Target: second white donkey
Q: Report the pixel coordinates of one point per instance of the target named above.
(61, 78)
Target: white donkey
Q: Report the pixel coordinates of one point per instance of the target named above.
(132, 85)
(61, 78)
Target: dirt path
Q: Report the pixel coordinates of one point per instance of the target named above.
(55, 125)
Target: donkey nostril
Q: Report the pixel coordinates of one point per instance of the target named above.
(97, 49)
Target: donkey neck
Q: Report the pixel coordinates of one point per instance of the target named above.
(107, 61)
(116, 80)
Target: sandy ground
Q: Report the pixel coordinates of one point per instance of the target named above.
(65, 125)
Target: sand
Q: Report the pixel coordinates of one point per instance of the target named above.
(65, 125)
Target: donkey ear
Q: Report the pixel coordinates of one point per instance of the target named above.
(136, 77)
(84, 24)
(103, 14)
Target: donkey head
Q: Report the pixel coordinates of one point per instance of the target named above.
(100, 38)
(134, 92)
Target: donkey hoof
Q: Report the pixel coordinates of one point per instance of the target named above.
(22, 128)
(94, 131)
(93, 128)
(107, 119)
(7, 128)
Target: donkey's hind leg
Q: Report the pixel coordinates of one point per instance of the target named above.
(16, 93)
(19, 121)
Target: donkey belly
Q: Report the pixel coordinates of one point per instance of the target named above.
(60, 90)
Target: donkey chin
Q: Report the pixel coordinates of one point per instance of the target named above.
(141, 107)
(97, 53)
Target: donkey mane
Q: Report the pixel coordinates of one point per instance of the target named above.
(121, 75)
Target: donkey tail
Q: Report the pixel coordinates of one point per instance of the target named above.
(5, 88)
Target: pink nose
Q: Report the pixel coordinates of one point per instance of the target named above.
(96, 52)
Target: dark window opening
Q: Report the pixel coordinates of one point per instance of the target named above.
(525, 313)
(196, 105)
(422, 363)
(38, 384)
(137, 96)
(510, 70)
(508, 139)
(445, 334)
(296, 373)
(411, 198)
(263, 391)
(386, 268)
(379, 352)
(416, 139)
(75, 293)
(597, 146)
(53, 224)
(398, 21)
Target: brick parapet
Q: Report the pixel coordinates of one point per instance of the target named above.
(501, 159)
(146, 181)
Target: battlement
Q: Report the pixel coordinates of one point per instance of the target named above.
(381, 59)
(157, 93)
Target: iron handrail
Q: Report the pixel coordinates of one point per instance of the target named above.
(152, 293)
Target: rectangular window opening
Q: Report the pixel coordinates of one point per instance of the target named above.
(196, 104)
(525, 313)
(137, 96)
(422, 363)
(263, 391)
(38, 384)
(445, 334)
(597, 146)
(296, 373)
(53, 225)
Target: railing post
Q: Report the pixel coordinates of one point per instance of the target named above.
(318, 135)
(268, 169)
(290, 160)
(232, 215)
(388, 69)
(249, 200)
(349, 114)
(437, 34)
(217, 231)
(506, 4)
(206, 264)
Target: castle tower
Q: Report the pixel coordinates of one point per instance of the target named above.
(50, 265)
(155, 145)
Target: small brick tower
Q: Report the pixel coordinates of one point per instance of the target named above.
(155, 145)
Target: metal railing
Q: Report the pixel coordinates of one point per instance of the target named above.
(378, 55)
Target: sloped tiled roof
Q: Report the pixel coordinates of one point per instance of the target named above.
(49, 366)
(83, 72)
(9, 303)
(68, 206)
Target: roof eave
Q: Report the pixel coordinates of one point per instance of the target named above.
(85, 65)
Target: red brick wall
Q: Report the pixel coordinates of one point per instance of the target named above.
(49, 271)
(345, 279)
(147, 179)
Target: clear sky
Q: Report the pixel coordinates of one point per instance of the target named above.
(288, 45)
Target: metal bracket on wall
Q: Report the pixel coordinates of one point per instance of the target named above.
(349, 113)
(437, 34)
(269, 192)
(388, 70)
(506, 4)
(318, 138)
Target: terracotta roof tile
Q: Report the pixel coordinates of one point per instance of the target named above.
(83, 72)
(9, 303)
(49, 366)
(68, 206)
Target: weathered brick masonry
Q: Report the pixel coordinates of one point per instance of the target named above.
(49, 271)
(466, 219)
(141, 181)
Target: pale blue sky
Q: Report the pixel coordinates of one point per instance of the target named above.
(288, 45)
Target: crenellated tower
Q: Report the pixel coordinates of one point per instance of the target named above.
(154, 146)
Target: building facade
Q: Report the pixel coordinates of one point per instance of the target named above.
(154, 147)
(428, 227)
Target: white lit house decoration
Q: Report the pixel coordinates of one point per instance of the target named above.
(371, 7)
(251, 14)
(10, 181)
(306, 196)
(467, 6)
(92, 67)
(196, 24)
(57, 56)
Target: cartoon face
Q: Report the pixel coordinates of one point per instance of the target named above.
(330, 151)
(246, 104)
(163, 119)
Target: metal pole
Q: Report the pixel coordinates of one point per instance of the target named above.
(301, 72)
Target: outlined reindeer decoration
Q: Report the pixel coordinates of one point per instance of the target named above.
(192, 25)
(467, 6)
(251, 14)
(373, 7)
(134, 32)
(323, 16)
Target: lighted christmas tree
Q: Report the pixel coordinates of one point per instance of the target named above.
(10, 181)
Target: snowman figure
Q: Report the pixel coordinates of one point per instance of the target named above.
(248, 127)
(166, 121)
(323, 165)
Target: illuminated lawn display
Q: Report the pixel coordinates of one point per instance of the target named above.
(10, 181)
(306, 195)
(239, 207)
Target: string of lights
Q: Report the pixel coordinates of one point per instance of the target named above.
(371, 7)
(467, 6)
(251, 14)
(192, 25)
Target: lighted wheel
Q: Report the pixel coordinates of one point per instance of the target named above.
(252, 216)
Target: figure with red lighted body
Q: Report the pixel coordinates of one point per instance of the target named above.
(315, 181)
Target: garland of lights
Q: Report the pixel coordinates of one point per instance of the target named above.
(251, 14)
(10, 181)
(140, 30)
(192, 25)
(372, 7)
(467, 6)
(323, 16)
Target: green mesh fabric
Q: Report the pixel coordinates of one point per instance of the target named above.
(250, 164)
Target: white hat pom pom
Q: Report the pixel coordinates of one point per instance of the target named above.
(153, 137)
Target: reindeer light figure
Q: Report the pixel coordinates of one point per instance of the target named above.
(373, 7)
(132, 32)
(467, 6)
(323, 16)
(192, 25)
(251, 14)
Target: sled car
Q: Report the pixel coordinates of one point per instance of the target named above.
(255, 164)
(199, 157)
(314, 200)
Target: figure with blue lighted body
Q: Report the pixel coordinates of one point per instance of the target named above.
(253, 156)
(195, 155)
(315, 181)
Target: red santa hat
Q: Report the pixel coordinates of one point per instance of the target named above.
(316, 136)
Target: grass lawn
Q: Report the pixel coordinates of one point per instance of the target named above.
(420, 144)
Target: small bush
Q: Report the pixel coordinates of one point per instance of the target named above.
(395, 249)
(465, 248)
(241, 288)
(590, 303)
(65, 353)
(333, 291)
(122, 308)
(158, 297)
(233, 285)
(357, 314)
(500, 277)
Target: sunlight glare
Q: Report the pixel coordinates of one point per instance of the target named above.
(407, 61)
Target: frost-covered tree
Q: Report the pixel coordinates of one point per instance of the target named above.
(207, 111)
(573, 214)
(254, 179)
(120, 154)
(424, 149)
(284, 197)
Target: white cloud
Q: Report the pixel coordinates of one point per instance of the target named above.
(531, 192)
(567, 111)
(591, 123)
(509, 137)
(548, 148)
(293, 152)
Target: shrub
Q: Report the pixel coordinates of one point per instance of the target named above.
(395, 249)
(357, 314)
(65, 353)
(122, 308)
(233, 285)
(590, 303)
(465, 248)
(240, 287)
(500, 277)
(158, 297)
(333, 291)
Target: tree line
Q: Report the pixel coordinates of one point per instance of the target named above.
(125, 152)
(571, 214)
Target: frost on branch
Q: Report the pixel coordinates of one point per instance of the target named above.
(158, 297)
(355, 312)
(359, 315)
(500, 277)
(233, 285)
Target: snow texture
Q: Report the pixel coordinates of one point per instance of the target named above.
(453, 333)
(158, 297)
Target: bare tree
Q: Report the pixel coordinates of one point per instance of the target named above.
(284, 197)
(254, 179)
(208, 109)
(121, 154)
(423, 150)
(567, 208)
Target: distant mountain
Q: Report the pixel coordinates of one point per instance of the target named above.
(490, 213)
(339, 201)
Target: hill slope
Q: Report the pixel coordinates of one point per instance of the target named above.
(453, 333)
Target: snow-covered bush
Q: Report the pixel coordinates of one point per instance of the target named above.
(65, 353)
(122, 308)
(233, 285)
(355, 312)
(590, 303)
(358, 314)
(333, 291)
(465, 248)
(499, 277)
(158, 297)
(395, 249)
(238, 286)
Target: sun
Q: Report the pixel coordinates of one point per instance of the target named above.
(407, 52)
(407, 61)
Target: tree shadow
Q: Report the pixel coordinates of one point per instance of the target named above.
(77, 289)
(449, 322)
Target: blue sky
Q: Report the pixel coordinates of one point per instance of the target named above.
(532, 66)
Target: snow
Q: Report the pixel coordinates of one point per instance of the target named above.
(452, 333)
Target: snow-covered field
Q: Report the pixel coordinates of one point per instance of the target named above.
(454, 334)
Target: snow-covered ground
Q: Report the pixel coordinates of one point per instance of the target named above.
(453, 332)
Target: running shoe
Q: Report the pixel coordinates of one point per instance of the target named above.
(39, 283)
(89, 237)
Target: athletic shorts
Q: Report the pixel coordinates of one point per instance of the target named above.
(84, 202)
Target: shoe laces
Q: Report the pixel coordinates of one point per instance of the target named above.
==*==
→ **REQUEST**:
Locate "Target: blue sky" in the data above. Then repeat, exactly, its line and each line after it through the last, adding nothing.

→ **OUTPUT FOR THIS TASK**:
Target: blue sky
Q: Report the pixel coordinates of one point per instance of the target named above.
(532, 66)
Target: snow
Q: Report the pixel coordinates of one point per instance of the target named above.
(452, 333)
Target: snow-covered field
Q: Report the pixel coordinates of one point per instance of the target named above.
(454, 334)
Target: snow-covered ground
Q: Report the pixel coordinates of one point per instance of the target named above.
(453, 332)
Target: running shoe
Q: Report the pixel coordinates of one point per instance of the target named above.
(39, 283)
(89, 237)
Target: athletic shorts
Q: Report the pixel coordinates of one point per instance of the target named above.
(84, 202)
Target: shoe laces
Q: Report the pixel coordinates of one point per instance of the target named above.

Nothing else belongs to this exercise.